• AIM 1:
Answer the following from the passage on Mozambique:
(a) What is the capital and largest city of Mozambique?
(b) In what year did Vasco da Gama explore the area?
(c) In what year did Mozambique hold its first multiparty elections?
• AIM 2:
Reproduce the passage on Mozambique word for word, from "Mozambique, officially the" to "Marques before independence).".

• SELECTED EXCERPT:
Begin

Info | Mozambique

Info | Mozambique

Mozambique, officially the Republic of Mozambique (Portuguese: Moçambique or República de Moçambique, pronounced: [ʁɛˈpublikɐ di musɐ̃ˈbiki]), is a country in Southeast Africa bordered by the Indian Ocean to the east, Tanzania to the north, Malawi and Zambia to the northwest, Zimbabwe to the west and Swaziland and South Africa to the southwest. The capital and largest city is Maputo (previously called Lourenço Marques before independence).
Between the 1st and 5th centuries CE, Bantu-speaking peoples migrated from farther north and west. Swahili, and later also Arab, commercial ports existed along the coasts until the arrival of Europeans. The area was explored by Vasco da Gama in 1498 and colonized by Portugal from 1505. After over four centuries of Portuguese rule, Mozambique gained independence in 1975, becoming the People’s Republic of Mozambique shortly thereafter. After only two years of independence, the country descended into an intense and protracted civil war lasting from 1977 to 1992. In 1994, Mozambique held its first multiparty elections and has remained a relatively stable presidential republic since.

End

• ITEMS:
Begin

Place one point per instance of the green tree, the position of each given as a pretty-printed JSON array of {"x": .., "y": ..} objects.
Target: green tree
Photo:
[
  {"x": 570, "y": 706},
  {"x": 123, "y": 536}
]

End

• TASK ANSWER 1:
(a) Maputo
(b) 1498
(c) 1994

• TASK ANSWER 2:
Mozambique, officially the Republic of Mozambique (Portuguese: Moçambique or República de Moçambique, pronounced: [ʁɛˈpublikɐ di musɐ̃ˈbiki]), is a country in Southeast Africa bordered by the Indian Ocean to the east, Tanzania to the north, Malawi and Zambia to the northwest, Zimbabwe to the west and Swaziland and South Africa to the southwest. The capital and largest city is Maputo (previously called Lourenço Marques before independence).